§ **Exercise input**:
BEGIN
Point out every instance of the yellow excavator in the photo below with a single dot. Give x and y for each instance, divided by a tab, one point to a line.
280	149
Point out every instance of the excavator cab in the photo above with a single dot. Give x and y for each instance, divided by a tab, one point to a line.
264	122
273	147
END
BEGIN
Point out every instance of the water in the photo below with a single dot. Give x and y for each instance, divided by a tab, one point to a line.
END
§ **Exercise brief**: Extract every line of the data above that contains the string "excavator", treating case as significant.

§ **Correct result**:
Point out every instance of the yellow excavator in the photo below with a single dot. Give x and y for each instance, divided by a tab, one point to a line.
Point out every instance of the excavator cab in the photo above with a single dot. Give x and y for each instance, divided by a tab, one point to a line.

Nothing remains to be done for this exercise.